#### [WRITTEN TASK]
Turn each line of the rows below into a Markdown table with two columns, No. and Line, numbering the lines in order. Skip blank lines and leave the pictures out.
----- RECORDS -----
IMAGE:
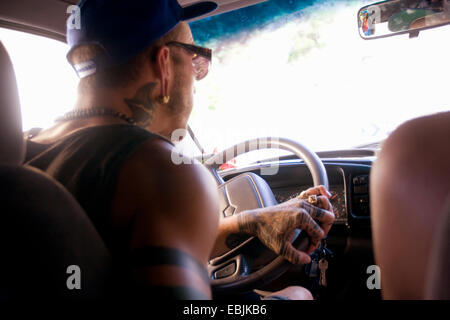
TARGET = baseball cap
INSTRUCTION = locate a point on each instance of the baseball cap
(123, 28)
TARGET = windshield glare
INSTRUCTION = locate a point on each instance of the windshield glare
(308, 75)
(296, 69)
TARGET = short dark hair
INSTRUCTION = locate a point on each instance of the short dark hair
(122, 75)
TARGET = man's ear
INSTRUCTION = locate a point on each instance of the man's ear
(162, 65)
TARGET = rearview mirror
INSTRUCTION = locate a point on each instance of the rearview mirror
(393, 17)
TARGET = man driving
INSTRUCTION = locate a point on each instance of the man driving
(137, 64)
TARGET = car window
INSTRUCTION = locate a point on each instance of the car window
(47, 84)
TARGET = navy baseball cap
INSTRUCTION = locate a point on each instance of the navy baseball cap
(123, 28)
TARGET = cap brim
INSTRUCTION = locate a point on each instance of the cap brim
(198, 9)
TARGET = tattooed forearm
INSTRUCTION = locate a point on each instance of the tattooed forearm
(235, 239)
(141, 105)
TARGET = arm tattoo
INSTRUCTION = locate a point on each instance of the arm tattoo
(141, 105)
(157, 256)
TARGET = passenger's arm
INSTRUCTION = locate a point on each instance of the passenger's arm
(409, 184)
(172, 213)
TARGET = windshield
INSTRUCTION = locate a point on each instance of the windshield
(293, 69)
(299, 69)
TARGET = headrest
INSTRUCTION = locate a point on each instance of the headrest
(12, 147)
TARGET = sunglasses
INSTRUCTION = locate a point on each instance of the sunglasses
(201, 57)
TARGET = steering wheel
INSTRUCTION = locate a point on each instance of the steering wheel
(251, 264)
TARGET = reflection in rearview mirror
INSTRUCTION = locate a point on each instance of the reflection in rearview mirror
(394, 17)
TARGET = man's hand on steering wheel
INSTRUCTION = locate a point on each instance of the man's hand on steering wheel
(275, 225)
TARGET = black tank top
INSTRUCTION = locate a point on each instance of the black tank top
-----
#### [PROBLEM SOLUTION]
| No. | Line |
|---|---|
| 1 | IMAGE: |
| 2 | TARGET = baseball cap |
| 3 | INSTRUCTION = locate a point on each instance of the baseball cap |
| 4 | (123, 28) |
| 5 | TARGET = windshield glare |
| 6 | INSTRUCTION = locate a point on each instance of the windshield glare |
| 7 | (308, 75) |
| 8 | (296, 69) |
| 9 | TARGET = short dark hair |
| 10 | INSTRUCTION = locate a point on each instance of the short dark hair |
| 11 | (122, 75) |
| 12 | TARGET = man's ear |
| 13 | INSTRUCTION = locate a point on each instance of the man's ear |
| 14 | (162, 65) |
| 15 | TARGET = rearview mirror |
| 16 | INSTRUCTION = locate a point on each instance of the rearview mirror |
| 17 | (393, 17) |
| 18 | TARGET = man driving |
| 19 | INSTRUCTION = locate a point on each instance of the man driving |
| 20 | (137, 64) |
| 21 | TARGET = car window |
| 22 | INSTRUCTION = locate a point on each instance of the car window |
| 23 | (47, 84) |
| 24 | TARGET = navy baseball cap |
| 25 | INSTRUCTION = locate a point on each instance of the navy baseball cap |
| 26 | (123, 28) |
| 27 | TARGET = cap brim |
| 28 | INSTRUCTION = locate a point on each instance of the cap brim |
| 29 | (198, 9) |
| 30 | TARGET = tattooed forearm |
| 31 | INSTRUCTION = locate a point on each instance of the tattooed forearm |
| 32 | (235, 239) |
| 33 | (141, 105) |
| 34 | TARGET = arm tattoo |
| 35 | INSTRUCTION = locate a point on each instance of the arm tattoo |
| 36 | (141, 105) |
| 37 | (157, 256) |
| 38 | TARGET = passenger's arm |
| 39 | INSTRUCTION = locate a point on each instance of the passenger's arm |
| 40 | (409, 184) |
| 41 | (172, 213) |
| 42 | TARGET = windshield |
| 43 | INSTRUCTION = locate a point on each instance of the windshield |
| 44 | (293, 69) |
| 45 | (299, 69) |
| 46 | TARGET = headrest |
| 47 | INSTRUCTION = locate a point on each instance of the headrest |
| 48 | (12, 147) |
| 49 | TARGET = sunglasses |
| 50 | INSTRUCTION = locate a point on each instance of the sunglasses |
| 51 | (201, 57) |
| 52 | TARGET = steering wheel |
| 53 | INSTRUCTION = locate a point on each instance of the steering wheel |
| 54 | (251, 264) |
| 55 | TARGET = reflection in rearview mirror |
| 56 | INSTRUCTION = locate a point on each instance of the reflection in rearview mirror |
| 57 | (394, 17) |
| 58 | TARGET = man's hand on steering wheel |
| 59 | INSTRUCTION = locate a point on each instance of the man's hand on steering wheel |
| 60 | (275, 225) |
| 61 | TARGET = black tank top |
| 62 | INSTRUCTION = locate a point on each instance of the black tank top |